**Work required:**
Every line of the data must be set down exactly as shown.

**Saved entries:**
╔══
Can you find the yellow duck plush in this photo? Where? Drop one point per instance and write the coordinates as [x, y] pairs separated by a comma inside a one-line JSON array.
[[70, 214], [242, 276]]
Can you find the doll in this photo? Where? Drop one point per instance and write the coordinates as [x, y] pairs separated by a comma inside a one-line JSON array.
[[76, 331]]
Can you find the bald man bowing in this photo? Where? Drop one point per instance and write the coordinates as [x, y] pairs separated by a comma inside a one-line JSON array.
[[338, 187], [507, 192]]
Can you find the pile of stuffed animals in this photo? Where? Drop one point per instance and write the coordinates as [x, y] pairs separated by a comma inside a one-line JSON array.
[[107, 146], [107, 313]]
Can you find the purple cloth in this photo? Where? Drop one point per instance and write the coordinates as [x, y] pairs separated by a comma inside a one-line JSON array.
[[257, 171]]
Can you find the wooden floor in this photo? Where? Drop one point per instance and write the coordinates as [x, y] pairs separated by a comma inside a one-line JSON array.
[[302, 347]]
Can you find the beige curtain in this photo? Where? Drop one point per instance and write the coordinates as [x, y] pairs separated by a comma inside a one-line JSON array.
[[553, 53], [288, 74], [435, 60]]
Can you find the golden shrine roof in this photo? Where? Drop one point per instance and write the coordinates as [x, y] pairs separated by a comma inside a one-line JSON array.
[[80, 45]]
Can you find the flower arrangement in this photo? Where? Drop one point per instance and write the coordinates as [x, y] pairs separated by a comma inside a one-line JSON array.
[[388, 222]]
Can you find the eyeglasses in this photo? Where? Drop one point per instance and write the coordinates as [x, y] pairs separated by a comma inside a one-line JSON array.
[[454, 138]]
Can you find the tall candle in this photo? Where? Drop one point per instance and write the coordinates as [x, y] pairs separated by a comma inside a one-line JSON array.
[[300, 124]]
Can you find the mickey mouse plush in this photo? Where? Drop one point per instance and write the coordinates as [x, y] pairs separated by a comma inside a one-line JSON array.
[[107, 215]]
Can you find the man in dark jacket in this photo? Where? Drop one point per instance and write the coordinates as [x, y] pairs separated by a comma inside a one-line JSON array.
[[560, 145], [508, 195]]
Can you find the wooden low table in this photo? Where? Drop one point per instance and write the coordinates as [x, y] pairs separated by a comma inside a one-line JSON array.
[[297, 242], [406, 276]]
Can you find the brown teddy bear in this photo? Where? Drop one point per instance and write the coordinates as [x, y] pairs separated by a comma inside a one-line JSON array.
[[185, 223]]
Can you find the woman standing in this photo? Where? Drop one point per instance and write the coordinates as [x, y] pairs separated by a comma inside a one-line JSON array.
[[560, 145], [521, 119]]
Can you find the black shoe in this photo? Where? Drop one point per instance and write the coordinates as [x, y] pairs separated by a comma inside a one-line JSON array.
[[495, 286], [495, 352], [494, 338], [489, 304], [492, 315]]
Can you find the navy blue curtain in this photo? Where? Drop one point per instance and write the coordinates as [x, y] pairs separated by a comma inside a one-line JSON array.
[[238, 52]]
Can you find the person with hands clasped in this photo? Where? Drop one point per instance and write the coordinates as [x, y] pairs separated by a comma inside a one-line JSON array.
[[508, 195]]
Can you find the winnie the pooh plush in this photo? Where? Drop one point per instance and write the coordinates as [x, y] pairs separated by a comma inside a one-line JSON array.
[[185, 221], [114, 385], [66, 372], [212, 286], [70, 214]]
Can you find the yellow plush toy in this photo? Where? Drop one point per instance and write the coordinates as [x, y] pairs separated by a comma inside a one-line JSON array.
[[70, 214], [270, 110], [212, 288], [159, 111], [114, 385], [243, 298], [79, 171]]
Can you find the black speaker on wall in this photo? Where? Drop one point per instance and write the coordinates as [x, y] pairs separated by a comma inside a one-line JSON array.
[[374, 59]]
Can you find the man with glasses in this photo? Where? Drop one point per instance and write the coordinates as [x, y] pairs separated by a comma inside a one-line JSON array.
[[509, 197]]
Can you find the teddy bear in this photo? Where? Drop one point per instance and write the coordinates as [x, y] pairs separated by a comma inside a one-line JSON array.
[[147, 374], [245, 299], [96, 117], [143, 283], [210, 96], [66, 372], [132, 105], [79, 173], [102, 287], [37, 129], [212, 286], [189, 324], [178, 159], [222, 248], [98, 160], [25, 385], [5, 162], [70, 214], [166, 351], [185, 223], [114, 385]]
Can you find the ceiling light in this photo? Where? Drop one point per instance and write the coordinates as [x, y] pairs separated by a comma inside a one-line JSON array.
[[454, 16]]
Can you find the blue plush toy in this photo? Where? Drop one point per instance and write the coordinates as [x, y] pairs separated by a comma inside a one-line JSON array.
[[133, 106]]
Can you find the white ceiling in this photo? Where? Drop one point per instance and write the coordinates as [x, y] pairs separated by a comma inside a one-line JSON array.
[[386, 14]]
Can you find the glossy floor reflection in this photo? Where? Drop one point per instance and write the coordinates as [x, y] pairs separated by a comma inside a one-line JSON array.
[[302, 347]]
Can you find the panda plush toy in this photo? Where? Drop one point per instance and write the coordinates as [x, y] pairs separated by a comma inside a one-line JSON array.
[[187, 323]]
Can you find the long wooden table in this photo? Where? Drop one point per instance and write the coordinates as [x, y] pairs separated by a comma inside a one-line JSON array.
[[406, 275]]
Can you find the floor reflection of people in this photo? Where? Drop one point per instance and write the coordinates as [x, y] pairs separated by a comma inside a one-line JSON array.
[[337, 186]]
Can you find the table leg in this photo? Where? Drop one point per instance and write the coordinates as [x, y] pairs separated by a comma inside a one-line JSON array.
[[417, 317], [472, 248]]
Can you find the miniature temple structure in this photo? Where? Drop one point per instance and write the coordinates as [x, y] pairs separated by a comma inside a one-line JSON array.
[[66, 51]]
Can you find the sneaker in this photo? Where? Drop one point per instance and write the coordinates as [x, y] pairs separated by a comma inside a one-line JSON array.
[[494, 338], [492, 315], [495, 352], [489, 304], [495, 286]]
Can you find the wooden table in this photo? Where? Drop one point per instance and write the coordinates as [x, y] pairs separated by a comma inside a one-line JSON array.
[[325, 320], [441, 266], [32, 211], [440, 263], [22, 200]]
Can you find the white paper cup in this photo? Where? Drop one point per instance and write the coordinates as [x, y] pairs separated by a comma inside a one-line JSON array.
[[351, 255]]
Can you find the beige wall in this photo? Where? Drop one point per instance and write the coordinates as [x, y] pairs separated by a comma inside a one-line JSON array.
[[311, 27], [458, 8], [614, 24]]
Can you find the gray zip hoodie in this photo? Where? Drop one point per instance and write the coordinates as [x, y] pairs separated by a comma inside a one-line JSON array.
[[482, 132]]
╚══
**Written reply:**
Can you find the yellow duck plush in this photo? Where? Drop one point per instance and write the coordinates as [x, y] pairs separated by a comma inside a one-line JSON array.
[[70, 214], [242, 276]]
Can you find the doll in this photo? Where? Drop one point per instance and write the coordinates as [x, y] pairs separated by a comma inside a one-line JSON array.
[[76, 331]]
Can you find the bald man bowing in this photo? Where? Drop one point per instance and write the coordinates as [x, y] pairs separated by a comma inside a one-line JSON array.
[[338, 187], [507, 192]]
Can you find the pile of stuffed animals in this photo? Where? Drop one point per instance and write the coordinates as [x, y] pairs separated by a comma inside a one-line JSON array.
[[107, 146], [107, 313]]
Can you find the purple cloth in this photo? Where? Drop one point per instance and write the coordinates as [x, y] pairs separated by a comma inside a one-line JSON array.
[[257, 171]]
Can you find the wooden floor in this photo? Where? Drop one point per instance and write the coordinates as [x, y] pairs separated by a comma inside a one-line JSON array.
[[302, 347]]
Can you find the beige curtain in this photo? Where? Drop one point per instance and write the coordinates as [x, y] pairs separated by a comma inside a one-line JSON array.
[[553, 53], [288, 74], [435, 60]]
Can you find the golden shrine roof in this photo? Where? Drop one point per instance and write the coordinates as [x, y] pairs separated by a comma inside a one-line JSON array.
[[80, 45]]
Can you find the flower arrangement in this photo? Where? Drop one point per instance and write the coordinates as [x, y] pairs separated by a comma inside a one-line JSON array.
[[388, 222]]
Can you find the eyeglasses in this photo? Where? Drop one point per instance and write the coordinates as [x, y] pairs separated by a comma inside a one-line JSON array.
[[454, 138]]
Can you find the tall candle in this photo? Where? Drop one point per instance and write the coordinates as [x, y] pairs separated by a comma inside a one-line JSON array.
[[300, 124]]
Can you find the mickey mouse plush in this photo? Where? Drop one point per instance and write the coordinates as [x, y] pairs separated by a comma inside a one-line JSON array.
[[107, 215]]
Can you find the man in dark jacket in this photo? Where? Drop one point per instance and write the coordinates as [x, y] pairs separated by a comma inside a one-line JSON array.
[[560, 145], [508, 195]]
Can you find the wooden low table in this photo? Where? Drop one point per instance and write the coordinates as [x, y] pairs separated by a comma inside a one-line JSON array.
[[297, 242], [406, 276]]
Can you find the brown teddy bear in this photo? Where? Drop one point per instance and write the coordinates as [x, y] pairs separated by a comma inside a one-line JSON array.
[[185, 223]]
Can you find the woman standing in this photo? Where? Drop one point per instance and write the coordinates as [x, y] pairs separated by a comma inside a one-line JSON array.
[[560, 145], [521, 119]]
Can you find the black shoe in this photo? Where? Drop one point per instance and write the coordinates as [x, y] pairs separated by a comma inside a one-line JSON array.
[[495, 286], [495, 352], [494, 338], [489, 304], [492, 315]]
Can you find the navy blue curtain in this photo? Where? Drop one point per instance and write the coordinates as [x, y] pairs separated by a comma inside a one-line JSON array.
[[238, 52]]
Can you find the person with hands clasped in this photo? Where? Drop one point per instance and write the coordinates as [x, y] pairs separated by a comma inside a one-line JSON array.
[[508, 195]]
Can you find the winnie the pooh plush in this photo? Where? Drop one point per instance and write the coordinates as [x, y] pairs separated by a comma inside a one-line JSON array.
[[185, 221], [114, 385], [66, 372], [212, 286], [70, 214]]
Can you find the yellow plush toy in this photo? Where? Drop one point per instance and write the coordinates as [x, y] pairs separated by a comma inside a one-line JSON array.
[[70, 214], [270, 110], [212, 288], [159, 111], [114, 385], [243, 298], [79, 171]]
Can you find the black speaker on wall in this photo? Where? Drop one point per instance and write the coordinates as [x, y] pairs separated by a comma inside a one-line JSON array.
[[374, 59]]
Can you find the man with glasses in this photo? Where? Drop one point per instance and write the coordinates as [x, y] pairs separated by a comma inside a one-line JSON array.
[[509, 197]]
Can you find the teddy bear in this photo? Where? Drop one point per instance and write the coordinates as [x, y] pairs separated by a comma inside a one-line JSON array.
[[147, 374], [245, 299], [96, 117], [143, 283], [210, 96], [66, 372], [132, 105], [79, 173], [102, 287], [37, 129], [212, 286], [189, 324], [178, 159], [222, 248], [98, 160], [25, 385], [5, 162], [70, 214], [166, 351], [185, 223], [114, 385]]
Can you find the ceiling light in this photo? Where? Drop one point per instance and write the coordinates as [x, y] pairs separated by a comma inside a one-line JSON array.
[[454, 16]]
Can you find the blue plush toy in this photo? Where? Drop one point per instance and write the coordinates as [x, y] pairs separated by a comma inside a one-line JSON array.
[[133, 106]]
Can you find the white ceiling in this photo? Where? Drop one point per instance and write the coordinates as [x, y] pairs separated by a comma inside a one-line JSON array.
[[386, 14]]
Can you find the glossy floor reflection in this photo? Where? Drop one point per instance and write the coordinates as [x, y] pairs separated by a comma inside a one-line JSON array.
[[302, 347]]
Can you find the panda plush toy in this photo? Where? Drop one point per instance and write the coordinates as [x, y] pairs separated by a comma inside a one-line JSON array.
[[187, 323]]
Can you find the long wooden table in this photo? Where? Drop one point per instance and write the coordinates as [x, y] pairs separated by a comma inside a one-line JSON array.
[[406, 275]]
Can you find the floor reflection of people in this photo? Where? Drop one point per instance and write the coordinates as [x, y] pairs separated by a comma inside a one-line JSON array.
[[337, 186]]
Can you find the table leg in this photo? Where? Drop one point per instance and write the coordinates as [x, y] pairs separated by a comma inside a one-line JSON array.
[[417, 317], [472, 248]]
Can you find the miniature temple structure in this photo? Where? Drop one point per instance and write the coordinates as [x, y] pairs separated by a comma inside a one-line JSON array.
[[66, 51]]
Can you find the sneaker in this photo? Where? Drop one point per instance and write the coordinates as [x, y] pairs separated by a comma inside a one-line JSON array.
[[494, 338], [492, 315], [495, 352], [489, 304], [495, 286]]
Can you find the wooden table in this photo? Where? Drop one point per instance and write the coordinates as [x, y] pairs separated by a comma inside a one-line JSON array.
[[325, 320], [441, 266], [32, 211], [440, 263], [22, 200]]
Can you find the white paper cup in this photo? Where? Drop one point per instance and write the coordinates as [x, y] pairs separated by a comma inside a one-line JSON array.
[[351, 255]]
Can you find the beige wall in this photo? Where? Drop one point per instance and write the coordinates as [x, y] pairs separated by a comma inside a one-line JSON array.
[[311, 27], [458, 8], [614, 24]]
Can you find the gray zip hoodie in this photo? Where? Drop one point per instance and write the coordinates as [x, y] pairs separated by a comma inside a one-line JSON array.
[[482, 132]]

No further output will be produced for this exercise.